*Work to be completed*.
Everything from the line with "Note: mark the white" to the end of the data is to be retyped exactly, and nothing else.

*Working data*.

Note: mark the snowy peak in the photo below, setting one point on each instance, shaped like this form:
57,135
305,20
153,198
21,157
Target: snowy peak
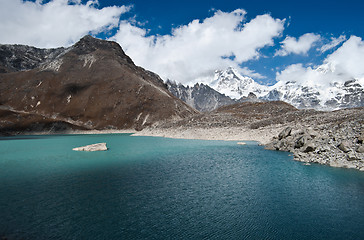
231,83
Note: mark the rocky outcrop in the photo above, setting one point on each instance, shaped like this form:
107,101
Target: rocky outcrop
92,148
200,96
337,147
92,85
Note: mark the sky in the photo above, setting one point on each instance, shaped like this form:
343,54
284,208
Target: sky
186,41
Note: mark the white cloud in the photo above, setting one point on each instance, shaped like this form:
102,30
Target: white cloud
195,50
297,46
56,23
333,43
342,65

*Output for this task*.
Note: mark the white cloud in the photo above, setting one point on each instance, shaped like this form:
102,30
Target: white cloud
195,50
297,46
56,23
333,43
342,65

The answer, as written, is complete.